┌──
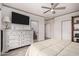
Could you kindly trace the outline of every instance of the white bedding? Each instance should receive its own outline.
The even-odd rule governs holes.
[[[45,40],[32,44],[27,52],[27,56],[56,56],[71,42],[64,40]]]
[[[58,56],[79,56],[79,43],[72,42]]]

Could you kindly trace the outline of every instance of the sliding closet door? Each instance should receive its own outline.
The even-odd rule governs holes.
[[[71,40],[71,21],[62,21],[61,36],[63,40]]]

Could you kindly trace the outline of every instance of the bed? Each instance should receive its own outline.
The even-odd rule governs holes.
[[[79,43],[66,40],[45,40],[32,44],[26,56],[69,56],[79,55]]]
[[[71,42],[58,56],[79,56],[79,43]]]

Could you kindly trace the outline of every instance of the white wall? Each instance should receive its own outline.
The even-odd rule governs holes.
[[[28,14],[28,13],[25,13],[25,12],[22,12],[22,11],[19,11],[19,10],[15,10],[15,9],[12,9],[12,8],[7,8],[7,7],[2,8],[3,17],[9,16],[11,18],[11,12],[12,11],[30,16],[30,20],[38,21],[39,22],[39,40],[44,40],[44,18],[43,17],[35,16],[35,15],[32,15],[32,14]]]
[[[63,16],[60,16],[60,17],[56,17],[55,19],[52,19],[50,20],[49,22],[52,22],[51,23],[51,26],[54,26],[52,27],[54,30],[51,29],[51,34],[54,33],[51,38],[52,39],[61,39],[62,38],[62,30],[61,30],[61,24],[62,24],[62,21],[65,21],[65,20],[70,20],[71,21],[71,17],[72,16],[77,16],[79,15],[79,11],[78,12],[74,12],[74,13],[70,13],[70,14],[66,14],[66,15],[63,15]],[[70,33],[71,35],[71,33]]]

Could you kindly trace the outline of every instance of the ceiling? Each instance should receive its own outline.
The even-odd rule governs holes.
[[[41,8],[41,6],[51,7],[50,3],[6,3],[5,5],[43,16],[46,19],[79,10],[78,3],[60,3],[57,7],[65,6],[66,9],[56,10],[56,14],[52,14],[51,11],[46,14],[43,14],[43,12],[45,12],[47,9],[43,9]]]

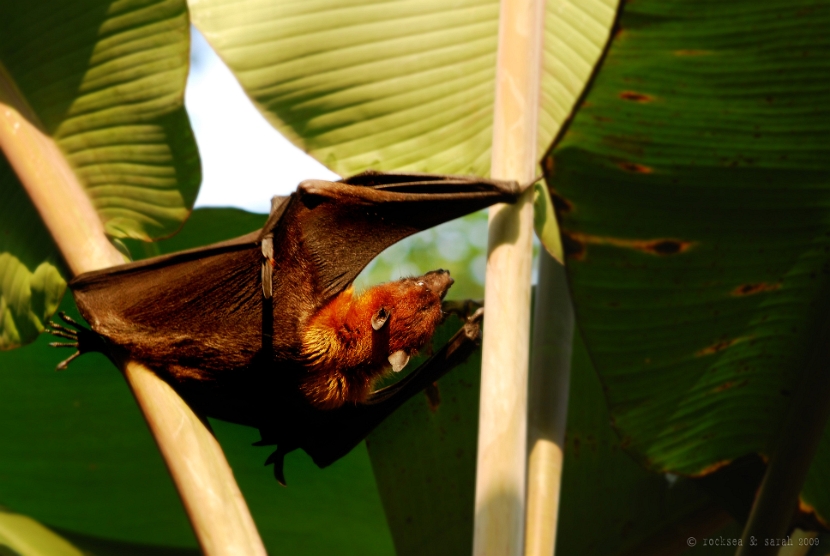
└──
For the records above, tally the lines holding the word "white". Answer with the number only.

- [OUTPUT BELOW]: 2